◆ **WHAT IS EXPECTED**
In the records, find each line where "hood" occurs, and copy it.

*** Opening of MATERIAL FOR THIS EXERCISE ***

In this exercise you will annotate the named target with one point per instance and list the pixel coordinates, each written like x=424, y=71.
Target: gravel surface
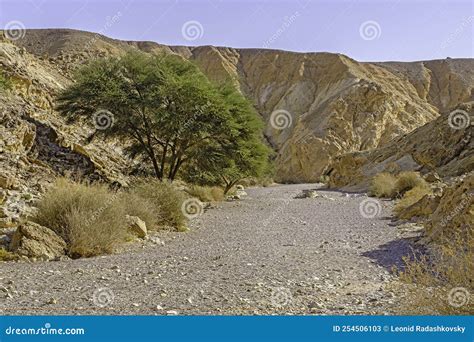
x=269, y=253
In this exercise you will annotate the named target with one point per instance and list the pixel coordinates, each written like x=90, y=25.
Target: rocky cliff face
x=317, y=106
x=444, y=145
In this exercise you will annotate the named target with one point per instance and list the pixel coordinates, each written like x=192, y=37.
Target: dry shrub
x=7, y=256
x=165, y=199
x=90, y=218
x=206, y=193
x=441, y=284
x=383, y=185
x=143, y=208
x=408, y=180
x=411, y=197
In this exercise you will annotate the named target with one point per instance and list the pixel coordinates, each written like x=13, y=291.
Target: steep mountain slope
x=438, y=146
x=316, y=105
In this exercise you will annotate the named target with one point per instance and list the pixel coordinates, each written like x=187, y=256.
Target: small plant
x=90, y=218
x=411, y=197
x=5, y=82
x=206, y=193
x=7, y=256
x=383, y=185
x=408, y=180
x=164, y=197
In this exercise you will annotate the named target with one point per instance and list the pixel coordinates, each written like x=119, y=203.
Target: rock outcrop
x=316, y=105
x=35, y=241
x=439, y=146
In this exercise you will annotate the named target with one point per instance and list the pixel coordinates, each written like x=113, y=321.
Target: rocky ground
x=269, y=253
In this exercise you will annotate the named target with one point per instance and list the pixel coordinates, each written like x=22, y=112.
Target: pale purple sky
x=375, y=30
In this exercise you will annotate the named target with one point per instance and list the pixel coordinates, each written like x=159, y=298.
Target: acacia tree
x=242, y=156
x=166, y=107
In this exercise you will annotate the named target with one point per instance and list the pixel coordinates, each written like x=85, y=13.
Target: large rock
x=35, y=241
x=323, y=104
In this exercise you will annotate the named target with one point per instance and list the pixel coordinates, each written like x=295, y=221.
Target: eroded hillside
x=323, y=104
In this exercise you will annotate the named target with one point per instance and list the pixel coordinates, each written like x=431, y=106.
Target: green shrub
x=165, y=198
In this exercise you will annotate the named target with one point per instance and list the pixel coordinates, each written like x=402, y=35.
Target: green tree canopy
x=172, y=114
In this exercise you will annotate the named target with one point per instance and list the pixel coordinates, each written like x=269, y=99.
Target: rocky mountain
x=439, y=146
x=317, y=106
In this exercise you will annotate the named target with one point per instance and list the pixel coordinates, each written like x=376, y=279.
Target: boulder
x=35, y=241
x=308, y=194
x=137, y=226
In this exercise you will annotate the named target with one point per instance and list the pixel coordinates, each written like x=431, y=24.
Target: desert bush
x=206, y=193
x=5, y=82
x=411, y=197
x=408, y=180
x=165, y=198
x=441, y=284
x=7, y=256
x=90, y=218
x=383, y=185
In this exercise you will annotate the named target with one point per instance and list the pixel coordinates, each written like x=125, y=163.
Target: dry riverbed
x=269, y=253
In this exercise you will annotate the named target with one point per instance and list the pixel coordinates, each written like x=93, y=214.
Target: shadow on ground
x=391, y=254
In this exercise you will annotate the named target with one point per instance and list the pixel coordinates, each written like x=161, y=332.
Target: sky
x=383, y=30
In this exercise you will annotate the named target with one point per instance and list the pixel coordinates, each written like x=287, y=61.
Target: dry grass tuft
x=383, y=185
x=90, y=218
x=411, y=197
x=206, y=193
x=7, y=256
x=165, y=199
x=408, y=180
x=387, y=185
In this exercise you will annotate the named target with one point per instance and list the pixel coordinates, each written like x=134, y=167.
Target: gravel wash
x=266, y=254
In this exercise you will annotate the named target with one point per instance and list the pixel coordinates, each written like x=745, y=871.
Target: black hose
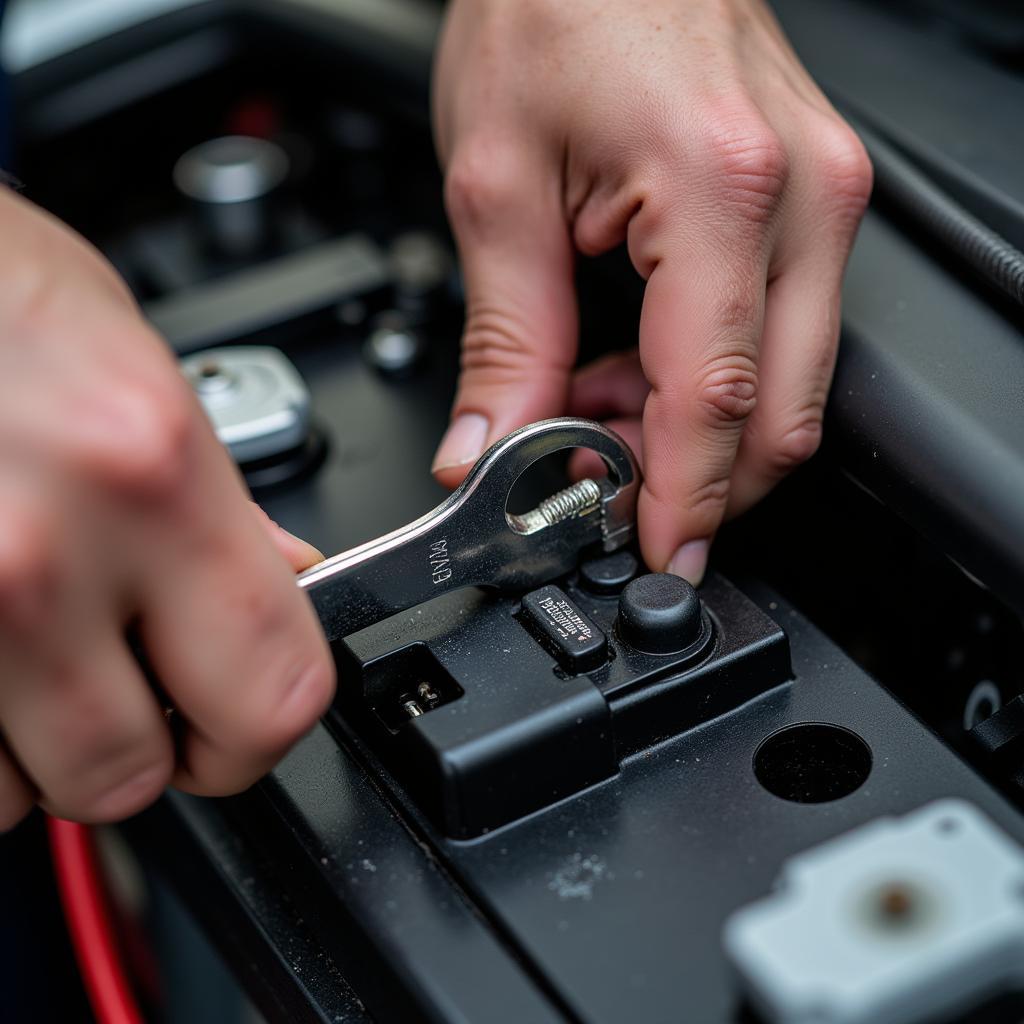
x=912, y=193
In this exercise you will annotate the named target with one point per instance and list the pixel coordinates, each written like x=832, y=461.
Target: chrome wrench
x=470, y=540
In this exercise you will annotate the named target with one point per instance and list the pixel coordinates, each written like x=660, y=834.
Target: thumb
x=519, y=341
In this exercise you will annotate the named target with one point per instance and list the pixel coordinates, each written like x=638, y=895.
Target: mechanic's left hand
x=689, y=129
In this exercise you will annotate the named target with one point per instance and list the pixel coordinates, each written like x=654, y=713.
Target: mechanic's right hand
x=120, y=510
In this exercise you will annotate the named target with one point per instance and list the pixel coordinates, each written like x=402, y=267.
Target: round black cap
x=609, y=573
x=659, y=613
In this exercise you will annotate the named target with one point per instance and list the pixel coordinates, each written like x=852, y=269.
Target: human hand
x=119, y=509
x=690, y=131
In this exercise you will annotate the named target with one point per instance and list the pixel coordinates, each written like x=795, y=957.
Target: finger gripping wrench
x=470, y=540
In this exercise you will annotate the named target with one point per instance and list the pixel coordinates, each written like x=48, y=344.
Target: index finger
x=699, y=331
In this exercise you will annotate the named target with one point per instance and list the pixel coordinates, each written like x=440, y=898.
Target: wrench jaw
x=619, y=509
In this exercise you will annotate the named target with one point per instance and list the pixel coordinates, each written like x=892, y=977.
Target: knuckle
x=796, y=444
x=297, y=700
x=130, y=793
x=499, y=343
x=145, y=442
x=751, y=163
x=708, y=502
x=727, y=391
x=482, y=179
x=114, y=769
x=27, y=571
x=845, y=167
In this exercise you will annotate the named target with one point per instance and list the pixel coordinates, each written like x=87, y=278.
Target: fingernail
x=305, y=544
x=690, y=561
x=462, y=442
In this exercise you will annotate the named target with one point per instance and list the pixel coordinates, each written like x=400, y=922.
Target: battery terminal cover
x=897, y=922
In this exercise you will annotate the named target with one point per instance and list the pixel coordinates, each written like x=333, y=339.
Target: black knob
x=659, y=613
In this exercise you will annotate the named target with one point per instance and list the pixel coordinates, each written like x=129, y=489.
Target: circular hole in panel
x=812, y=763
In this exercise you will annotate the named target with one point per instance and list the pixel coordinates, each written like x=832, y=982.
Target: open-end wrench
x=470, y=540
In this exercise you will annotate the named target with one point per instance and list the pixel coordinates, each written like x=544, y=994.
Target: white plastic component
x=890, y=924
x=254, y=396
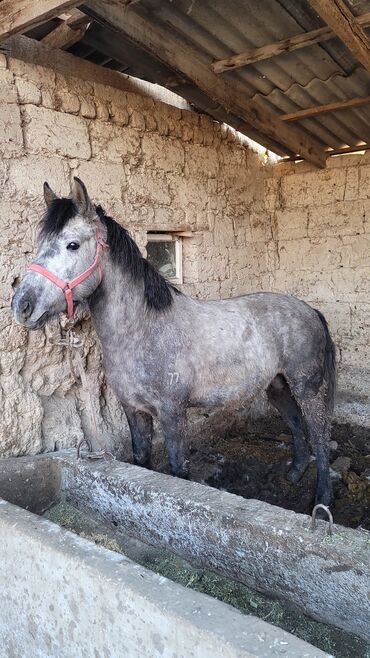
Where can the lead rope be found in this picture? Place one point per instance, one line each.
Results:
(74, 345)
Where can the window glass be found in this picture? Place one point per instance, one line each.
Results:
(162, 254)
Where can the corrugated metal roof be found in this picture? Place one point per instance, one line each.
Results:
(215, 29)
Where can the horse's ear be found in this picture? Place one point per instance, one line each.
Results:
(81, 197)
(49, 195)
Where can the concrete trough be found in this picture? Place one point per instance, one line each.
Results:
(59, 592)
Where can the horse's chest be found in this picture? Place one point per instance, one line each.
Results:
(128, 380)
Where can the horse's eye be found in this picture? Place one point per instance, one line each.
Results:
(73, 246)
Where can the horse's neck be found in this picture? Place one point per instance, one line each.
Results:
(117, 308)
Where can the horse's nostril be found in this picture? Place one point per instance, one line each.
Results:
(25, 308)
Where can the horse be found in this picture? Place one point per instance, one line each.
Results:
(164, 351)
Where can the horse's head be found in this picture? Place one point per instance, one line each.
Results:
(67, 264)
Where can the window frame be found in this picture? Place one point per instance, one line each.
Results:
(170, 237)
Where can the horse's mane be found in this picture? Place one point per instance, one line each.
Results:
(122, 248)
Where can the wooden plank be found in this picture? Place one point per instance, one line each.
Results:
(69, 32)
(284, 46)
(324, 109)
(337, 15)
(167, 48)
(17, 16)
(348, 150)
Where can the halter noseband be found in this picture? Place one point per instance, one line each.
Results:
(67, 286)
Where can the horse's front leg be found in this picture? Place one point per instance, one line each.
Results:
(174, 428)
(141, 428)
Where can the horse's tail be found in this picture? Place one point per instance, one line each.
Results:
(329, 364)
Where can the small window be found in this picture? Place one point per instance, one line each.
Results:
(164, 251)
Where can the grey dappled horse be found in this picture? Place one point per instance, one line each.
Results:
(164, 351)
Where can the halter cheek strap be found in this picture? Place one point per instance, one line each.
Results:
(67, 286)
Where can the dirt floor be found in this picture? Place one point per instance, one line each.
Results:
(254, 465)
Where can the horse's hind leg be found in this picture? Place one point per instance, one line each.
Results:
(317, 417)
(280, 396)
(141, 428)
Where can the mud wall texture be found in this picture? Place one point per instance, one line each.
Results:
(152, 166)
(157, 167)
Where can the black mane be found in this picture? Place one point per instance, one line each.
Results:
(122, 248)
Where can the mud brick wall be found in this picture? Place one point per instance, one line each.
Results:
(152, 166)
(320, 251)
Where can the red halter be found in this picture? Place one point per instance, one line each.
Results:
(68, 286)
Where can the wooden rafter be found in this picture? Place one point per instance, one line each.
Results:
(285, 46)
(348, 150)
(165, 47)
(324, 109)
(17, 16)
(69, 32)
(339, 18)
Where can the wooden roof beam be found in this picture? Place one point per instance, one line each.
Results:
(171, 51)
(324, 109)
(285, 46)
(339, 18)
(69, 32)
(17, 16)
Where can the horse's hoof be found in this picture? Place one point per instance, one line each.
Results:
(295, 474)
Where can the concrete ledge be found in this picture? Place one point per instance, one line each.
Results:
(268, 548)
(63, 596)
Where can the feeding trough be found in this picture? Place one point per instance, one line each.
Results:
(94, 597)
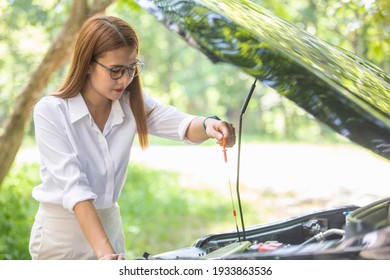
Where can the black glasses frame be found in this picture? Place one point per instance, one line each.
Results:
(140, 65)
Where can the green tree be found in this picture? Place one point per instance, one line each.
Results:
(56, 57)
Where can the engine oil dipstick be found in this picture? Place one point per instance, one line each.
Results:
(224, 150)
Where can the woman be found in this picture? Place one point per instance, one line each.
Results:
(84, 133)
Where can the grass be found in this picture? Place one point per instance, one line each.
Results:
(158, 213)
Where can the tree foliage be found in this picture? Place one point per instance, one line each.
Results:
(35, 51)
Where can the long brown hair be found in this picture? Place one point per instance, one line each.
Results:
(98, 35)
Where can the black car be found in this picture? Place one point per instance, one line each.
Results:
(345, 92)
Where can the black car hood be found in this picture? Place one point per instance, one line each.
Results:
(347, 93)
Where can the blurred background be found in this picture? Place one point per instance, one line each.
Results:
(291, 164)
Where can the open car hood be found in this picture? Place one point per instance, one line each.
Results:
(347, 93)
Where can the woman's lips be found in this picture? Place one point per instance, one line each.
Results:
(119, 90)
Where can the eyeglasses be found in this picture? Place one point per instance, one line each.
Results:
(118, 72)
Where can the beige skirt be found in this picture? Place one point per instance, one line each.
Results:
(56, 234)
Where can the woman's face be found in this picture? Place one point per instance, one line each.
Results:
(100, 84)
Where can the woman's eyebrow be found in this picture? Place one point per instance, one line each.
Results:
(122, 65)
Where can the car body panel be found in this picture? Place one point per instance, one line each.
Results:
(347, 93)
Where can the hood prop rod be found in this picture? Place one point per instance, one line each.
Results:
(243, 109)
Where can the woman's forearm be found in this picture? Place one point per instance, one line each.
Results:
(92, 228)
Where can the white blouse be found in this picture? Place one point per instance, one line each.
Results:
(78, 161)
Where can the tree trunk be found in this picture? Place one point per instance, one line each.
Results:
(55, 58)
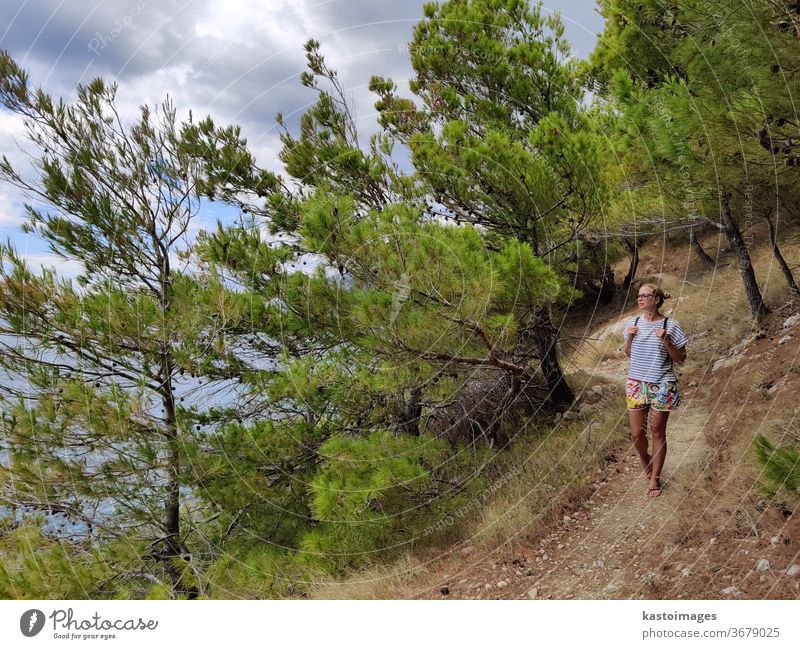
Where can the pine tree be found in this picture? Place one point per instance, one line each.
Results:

*** Close of MATERIAL FOR THIS EXERCISE ***

◆ **OUTPUT BELOW**
Where can the black car hood be found in this picture? Place one point per instance, one line each.
Where can the open car hood be found in this picture? Place one point per instance, one line each.
Where can the hood prop rod be found in this picture? Place one point per instance, one line each.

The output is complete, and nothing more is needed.